** Tasks for this exercise **
A. In the article on zero-price goods below, who paid for early radio and network television entertainment?
B. Using the article on zero-price goods below, decide whether each statement agrees with it: (i) viewers of free streaming still pay up front for a smart TV and an Internet connection; (ii) early radio broadcasts came with a subscription charge; (iii) commercials on early shows aired only at the start of each episode. Answer yes or no for each, quoting the deciding words.
C. Pick up the article on zero-price goods below and write what comes after its final sentence.

** Page excerpt **
Photo by Nicolas J Leclercq / Unsplash
Zero-Price Goods and Cross-Subsidisation in Digital Markets
It turns out you can get some things for free in life. Digital entertainment can be had, from various streaming platforms, for zero cost per month. While the consumer must pay the up-front cost for the smart TV and some form of Internet connection, the entertainment streams for free. Why does free streaming entertainment exist today?
Historical Analogies
Originally, most electronic entertainment was free to the masses in the form of radio and network television. If you owned a radio or a television set, you could pick up broadcasts with no subscription charge! The entertainment was paid for by advertisers, who paid the broadcaster for rights to air commercials at certain times. Just like with influencers on social media today, the advertising could be done more or less covertly. A show could be publicly sponsored by brand, with the brand and its slogans read at the start of every episode. Or, for non-sponsors, commercials could run during the episode at various intervals.

** Dataset entries **
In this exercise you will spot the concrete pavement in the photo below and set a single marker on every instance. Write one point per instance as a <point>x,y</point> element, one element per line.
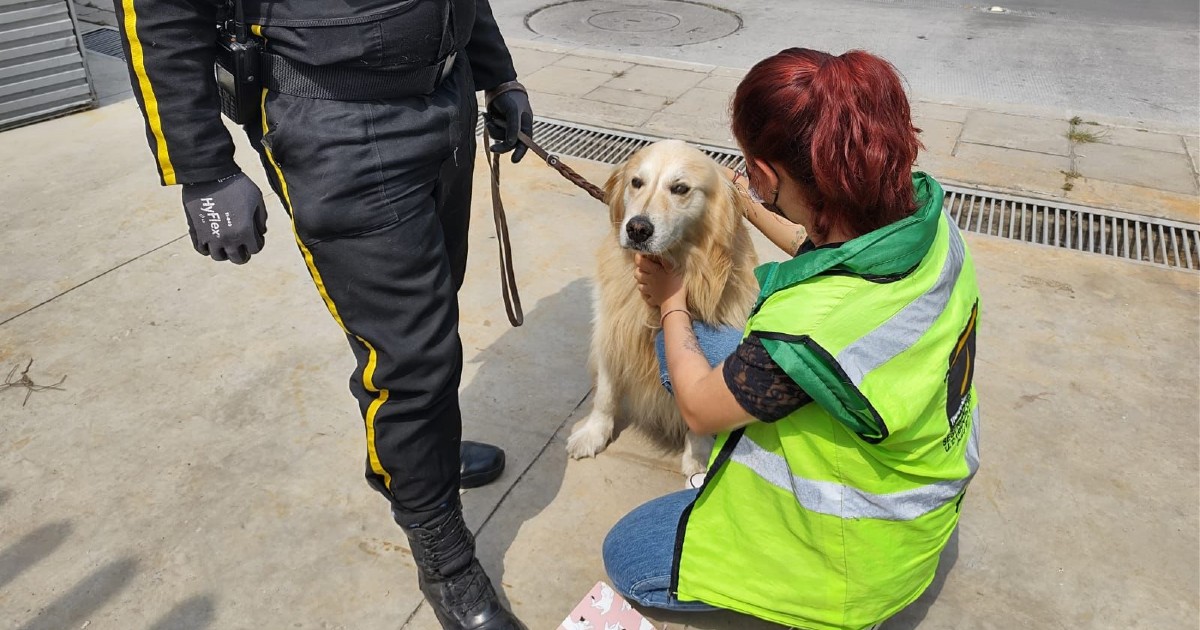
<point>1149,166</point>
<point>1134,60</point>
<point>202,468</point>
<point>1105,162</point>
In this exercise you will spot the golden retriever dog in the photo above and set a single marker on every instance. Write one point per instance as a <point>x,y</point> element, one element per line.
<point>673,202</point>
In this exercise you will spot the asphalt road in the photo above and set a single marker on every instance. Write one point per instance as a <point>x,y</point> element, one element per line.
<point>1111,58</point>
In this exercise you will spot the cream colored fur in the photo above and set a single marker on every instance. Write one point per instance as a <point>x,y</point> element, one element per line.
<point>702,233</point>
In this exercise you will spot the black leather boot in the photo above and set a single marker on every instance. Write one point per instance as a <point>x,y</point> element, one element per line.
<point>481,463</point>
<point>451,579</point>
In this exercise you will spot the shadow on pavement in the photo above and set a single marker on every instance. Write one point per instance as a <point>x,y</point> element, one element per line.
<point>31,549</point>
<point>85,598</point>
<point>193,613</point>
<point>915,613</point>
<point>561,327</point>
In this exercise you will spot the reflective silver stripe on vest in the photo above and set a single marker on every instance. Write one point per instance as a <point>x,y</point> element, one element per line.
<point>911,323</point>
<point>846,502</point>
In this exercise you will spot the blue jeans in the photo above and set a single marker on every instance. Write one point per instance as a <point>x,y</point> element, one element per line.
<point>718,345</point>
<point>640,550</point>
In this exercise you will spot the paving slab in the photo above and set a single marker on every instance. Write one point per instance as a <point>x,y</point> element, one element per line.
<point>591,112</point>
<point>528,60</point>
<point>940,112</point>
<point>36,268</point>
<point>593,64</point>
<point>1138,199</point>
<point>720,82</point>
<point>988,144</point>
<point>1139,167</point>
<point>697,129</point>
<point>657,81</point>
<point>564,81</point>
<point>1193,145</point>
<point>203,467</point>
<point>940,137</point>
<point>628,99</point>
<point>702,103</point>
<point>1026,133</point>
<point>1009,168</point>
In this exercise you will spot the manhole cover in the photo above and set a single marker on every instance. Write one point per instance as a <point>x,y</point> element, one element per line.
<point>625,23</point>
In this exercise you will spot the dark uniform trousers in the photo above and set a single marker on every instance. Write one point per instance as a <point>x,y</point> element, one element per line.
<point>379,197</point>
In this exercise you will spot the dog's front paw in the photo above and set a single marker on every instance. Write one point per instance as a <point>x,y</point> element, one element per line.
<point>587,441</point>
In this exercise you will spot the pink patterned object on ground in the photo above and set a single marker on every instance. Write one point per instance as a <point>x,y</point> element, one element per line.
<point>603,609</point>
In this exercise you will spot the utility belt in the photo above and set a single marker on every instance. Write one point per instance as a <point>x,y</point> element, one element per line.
---
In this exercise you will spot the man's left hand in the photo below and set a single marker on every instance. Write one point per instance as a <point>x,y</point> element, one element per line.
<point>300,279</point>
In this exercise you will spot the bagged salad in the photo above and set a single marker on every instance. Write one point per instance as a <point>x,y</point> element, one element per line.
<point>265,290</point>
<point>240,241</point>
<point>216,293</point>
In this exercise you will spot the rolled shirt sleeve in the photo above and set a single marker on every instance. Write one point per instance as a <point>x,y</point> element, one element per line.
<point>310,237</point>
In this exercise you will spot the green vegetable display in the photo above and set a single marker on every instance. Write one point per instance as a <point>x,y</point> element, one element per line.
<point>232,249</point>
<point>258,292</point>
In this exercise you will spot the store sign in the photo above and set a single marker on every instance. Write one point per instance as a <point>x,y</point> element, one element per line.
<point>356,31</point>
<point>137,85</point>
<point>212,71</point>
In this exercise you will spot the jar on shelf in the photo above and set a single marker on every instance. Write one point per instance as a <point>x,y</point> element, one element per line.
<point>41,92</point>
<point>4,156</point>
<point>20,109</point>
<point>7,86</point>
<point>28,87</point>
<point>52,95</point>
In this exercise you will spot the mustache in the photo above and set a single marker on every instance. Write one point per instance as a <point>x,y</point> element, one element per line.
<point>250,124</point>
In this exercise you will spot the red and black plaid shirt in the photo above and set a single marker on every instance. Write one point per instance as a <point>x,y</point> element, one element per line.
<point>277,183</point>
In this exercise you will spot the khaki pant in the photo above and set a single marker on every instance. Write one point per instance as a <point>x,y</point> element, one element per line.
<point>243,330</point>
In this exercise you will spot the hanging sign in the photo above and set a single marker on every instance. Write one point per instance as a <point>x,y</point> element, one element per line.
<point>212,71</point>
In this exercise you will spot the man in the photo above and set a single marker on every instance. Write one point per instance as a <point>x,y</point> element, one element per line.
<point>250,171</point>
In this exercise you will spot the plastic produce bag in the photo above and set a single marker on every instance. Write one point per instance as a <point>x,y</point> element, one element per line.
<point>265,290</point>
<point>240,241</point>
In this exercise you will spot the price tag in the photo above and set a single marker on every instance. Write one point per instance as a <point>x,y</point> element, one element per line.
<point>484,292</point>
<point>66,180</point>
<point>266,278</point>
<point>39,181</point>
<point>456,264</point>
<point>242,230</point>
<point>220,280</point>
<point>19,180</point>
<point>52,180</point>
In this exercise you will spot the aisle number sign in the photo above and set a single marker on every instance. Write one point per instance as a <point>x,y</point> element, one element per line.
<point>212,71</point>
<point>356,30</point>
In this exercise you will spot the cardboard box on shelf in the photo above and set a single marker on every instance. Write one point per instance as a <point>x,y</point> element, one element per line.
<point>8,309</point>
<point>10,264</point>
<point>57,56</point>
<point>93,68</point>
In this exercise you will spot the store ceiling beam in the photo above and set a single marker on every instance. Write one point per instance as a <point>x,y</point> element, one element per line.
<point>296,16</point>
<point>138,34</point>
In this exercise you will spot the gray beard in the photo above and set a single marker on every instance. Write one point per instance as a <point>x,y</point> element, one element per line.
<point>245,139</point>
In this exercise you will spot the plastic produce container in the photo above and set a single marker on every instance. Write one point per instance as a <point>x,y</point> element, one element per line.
---
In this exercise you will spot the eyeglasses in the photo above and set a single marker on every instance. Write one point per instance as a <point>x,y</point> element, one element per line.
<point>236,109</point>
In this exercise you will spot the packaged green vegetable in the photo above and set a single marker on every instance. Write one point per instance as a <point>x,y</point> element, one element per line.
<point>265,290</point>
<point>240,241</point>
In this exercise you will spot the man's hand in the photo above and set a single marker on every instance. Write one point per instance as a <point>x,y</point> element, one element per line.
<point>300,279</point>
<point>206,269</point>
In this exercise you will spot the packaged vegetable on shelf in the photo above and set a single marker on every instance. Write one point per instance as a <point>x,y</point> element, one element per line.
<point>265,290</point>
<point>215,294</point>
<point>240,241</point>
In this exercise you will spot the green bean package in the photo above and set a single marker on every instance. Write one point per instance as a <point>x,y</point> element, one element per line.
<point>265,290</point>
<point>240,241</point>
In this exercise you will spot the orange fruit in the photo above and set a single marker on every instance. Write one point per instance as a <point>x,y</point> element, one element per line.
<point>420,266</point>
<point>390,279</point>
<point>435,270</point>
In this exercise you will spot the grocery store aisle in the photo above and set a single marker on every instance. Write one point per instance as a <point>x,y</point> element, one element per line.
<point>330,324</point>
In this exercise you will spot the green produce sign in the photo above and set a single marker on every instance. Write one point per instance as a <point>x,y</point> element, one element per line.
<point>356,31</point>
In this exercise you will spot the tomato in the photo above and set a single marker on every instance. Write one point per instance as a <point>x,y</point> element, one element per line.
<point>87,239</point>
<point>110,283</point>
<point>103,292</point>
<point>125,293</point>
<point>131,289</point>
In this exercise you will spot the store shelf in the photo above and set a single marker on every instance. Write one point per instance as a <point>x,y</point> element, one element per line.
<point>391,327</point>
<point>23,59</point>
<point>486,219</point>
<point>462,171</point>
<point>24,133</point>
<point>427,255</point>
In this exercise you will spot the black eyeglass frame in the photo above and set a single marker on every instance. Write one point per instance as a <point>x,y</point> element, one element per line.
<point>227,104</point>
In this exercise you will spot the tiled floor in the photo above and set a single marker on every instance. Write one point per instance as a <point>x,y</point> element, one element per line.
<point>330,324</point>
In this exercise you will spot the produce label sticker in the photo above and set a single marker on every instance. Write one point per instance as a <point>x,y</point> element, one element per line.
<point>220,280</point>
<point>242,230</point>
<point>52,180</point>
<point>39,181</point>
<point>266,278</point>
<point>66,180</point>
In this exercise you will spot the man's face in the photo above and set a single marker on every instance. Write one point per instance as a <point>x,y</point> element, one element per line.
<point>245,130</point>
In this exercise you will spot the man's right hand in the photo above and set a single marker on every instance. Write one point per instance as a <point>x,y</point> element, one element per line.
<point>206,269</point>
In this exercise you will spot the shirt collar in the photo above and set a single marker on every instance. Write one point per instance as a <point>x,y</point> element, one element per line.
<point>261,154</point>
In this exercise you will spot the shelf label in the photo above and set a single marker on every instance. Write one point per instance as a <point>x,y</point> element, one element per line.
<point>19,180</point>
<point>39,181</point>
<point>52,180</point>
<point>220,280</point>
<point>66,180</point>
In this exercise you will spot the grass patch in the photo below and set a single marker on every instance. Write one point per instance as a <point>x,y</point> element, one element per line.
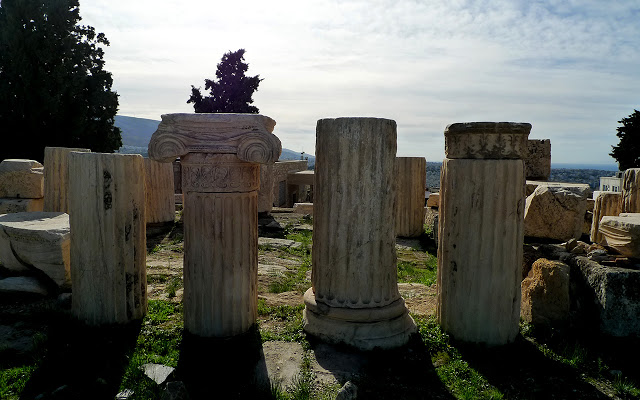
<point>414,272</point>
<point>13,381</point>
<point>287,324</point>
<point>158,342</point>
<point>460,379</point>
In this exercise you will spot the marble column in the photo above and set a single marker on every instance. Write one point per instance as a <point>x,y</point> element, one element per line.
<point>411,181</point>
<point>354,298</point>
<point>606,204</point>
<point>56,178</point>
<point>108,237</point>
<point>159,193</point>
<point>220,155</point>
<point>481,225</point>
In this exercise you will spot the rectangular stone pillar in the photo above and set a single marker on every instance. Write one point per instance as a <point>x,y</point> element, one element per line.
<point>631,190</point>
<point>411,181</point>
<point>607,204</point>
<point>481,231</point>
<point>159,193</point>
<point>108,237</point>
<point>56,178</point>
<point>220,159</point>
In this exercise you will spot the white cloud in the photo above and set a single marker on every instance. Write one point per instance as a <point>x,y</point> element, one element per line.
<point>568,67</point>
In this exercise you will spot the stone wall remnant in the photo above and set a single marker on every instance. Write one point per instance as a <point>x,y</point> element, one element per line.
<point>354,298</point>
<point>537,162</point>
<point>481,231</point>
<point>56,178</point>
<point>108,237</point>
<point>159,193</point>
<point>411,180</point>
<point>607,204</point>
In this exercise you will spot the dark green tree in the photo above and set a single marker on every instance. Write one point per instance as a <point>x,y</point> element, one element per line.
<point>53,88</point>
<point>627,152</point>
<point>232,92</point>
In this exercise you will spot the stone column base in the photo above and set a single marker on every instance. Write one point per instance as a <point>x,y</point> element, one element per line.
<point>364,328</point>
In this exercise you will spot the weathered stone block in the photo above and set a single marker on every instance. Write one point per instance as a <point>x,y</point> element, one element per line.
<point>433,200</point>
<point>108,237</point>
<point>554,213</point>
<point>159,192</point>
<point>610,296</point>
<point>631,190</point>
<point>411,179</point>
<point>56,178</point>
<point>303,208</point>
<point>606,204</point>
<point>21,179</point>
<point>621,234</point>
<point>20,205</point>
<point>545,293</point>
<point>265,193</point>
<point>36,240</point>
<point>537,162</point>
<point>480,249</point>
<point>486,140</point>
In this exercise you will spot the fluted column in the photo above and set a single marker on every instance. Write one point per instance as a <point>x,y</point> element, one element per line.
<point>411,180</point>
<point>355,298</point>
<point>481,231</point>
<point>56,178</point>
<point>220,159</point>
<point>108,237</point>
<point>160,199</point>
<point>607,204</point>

** Results of the tasks **
A. Advertisers paid for it by paying the broadcaster for rights to air commercials at certain times.

B.
(i) Yes: "the consumer must pay the up-front cost for the smart TV and some form of Internet connection"
(ii) No: "you could pick up broadcasts with no subscription charge!"
(iii) No: "commercials could run during the episode at various intervals"

C.
The slow demise of free entertainment for most Westerners began with the rise of cable TV and convenient mediums of recording entertainment. By the end of the 1980s, many preferred to watch cable TV or pop in VHS tapes, cassette tapes, or CDs to get their entertainment fix. Free entertainment from radio and network TV still exists, but is often overlooked among the plethora of costly substitutes, including satellite radio and streaming TV and movie subscriptions. Many consumers accepted paying for per-unit entertainment because it freed up their schedules: free entertainment ran on the station’s schedule, not the viewer’s. A VHS tape or CD could be played whenever convenient for the customer.
Freemium Streaming Today
While most consumers pay for at least one streaming entertainment service, such as Netflix, Hulu, or HBO Max, free services do exist. As one might expect, they are paid for through advertising, with companies paying the streaming service money to run traditional commercials or banner ads that scroll before, during, or after the episode. Some freemium streaming services offer paid tiers, allowing consumers to forego the ads in exchange for paying for the entertainment directly.
Up to about 65 percent of all streamers utilize at least one free service, tolerating ads in exchange for no subscription cost, with younger demographics more likely to go freemium than older consumers with more income. The most popular free streaming service overall appears to be Tubi, which hosts a large library of movies from many studios, followed by the Roku Channel. A wide variety of freemium streaming services exists, often niche-focused and owned by the same oligopolist studios that are better-known for subscription platforms.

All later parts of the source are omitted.